Supplied records:
%%
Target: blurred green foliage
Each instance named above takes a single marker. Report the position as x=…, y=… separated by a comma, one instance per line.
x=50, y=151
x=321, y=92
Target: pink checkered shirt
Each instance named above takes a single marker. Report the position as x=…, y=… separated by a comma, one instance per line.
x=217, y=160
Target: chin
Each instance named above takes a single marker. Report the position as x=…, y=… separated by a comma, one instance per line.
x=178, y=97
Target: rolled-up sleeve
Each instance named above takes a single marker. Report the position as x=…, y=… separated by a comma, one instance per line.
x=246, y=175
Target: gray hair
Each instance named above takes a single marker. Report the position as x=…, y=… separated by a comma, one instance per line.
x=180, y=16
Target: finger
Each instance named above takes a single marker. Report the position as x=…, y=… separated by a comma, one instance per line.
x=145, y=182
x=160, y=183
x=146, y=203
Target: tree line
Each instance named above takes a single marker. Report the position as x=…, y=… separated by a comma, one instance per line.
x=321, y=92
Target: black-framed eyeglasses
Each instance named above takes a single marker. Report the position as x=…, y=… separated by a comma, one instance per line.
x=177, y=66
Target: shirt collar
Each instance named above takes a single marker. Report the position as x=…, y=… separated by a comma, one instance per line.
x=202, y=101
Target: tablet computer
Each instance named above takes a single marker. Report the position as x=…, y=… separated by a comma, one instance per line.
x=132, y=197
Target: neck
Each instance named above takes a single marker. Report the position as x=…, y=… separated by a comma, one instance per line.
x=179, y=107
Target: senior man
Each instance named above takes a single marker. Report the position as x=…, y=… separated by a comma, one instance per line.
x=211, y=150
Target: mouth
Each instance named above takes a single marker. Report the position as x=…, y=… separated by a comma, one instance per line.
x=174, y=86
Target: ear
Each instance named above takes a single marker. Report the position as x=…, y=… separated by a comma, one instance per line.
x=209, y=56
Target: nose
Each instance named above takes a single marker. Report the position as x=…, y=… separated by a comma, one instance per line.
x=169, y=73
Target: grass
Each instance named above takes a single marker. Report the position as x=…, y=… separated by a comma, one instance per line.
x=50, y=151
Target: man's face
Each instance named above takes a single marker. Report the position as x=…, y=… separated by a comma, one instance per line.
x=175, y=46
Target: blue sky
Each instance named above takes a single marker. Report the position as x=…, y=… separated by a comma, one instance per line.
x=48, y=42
%%
%%
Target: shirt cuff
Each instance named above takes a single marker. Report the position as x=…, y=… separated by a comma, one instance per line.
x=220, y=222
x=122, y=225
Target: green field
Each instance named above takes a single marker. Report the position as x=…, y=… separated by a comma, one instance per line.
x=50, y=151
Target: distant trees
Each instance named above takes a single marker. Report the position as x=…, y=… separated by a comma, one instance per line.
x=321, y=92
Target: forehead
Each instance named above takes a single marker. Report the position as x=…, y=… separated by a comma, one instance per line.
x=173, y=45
%%
Task directions: The required answer is the exact run of lines above starting at the line with "Target: blurred green foliage" and ending at the line with "Target: ear", with both ends present.

Reply to the exercise:
Target: blurred green foliage
Each instance named above takes a single marker. Report the position as x=…, y=… separated by a comma, one instance per line.
x=50, y=151
x=321, y=92
Target: pink checkered shirt
Each instance named above takes a single marker. Report the position as x=…, y=… separated by a comma, one instance per line.
x=217, y=160
Target: chin
Each instance named above takes a single marker. Report the position as x=…, y=… separated by a comma, one instance per line.
x=178, y=97
Target: rolled-up sleeve
Each instance named above takes a single marker. Report the position as x=…, y=… separated by a comma, one instance per line.
x=246, y=175
Target: gray hair
Each instance named above takes a single marker. Report the position as x=…, y=… separated by a comma, one instance per line.
x=180, y=16
Target: finger
Each instance named above takes a single marker. Report the position as x=…, y=… separated by a comma, one instance per line.
x=145, y=182
x=160, y=183
x=146, y=203
Target: tree line
Each instance named above takes a single marker. Report the position as x=…, y=… separated by a comma, one instance per line.
x=321, y=92
Target: black-framed eyeglasses
Each instance named above takes a single marker. Report the position as x=…, y=… separated by a comma, one instance per line.
x=177, y=66
Target: shirt collar
Each instance named above takes a single marker. Report the position as x=…, y=… separated by a comma, one instance per line.
x=202, y=101
Target: tablet computer
Each instance named above takes a single marker. Report the position as x=…, y=… separated by a comma, one instance per line.
x=132, y=197
Target: neck
Each instance named above takes a single marker. Report the position as x=…, y=… separated by a comma, one instance per line.
x=179, y=107
Target: senior man
Each instance named above takes a single marker. Report the position as x=…, y=… separated by a comma, one instance per line.
x=211, y=150
Target: mouth
Each instance named above takes a single marker. Report the position as x=…, y=… separated by a comma, one instance per line.
x=174, y=86
Target: ear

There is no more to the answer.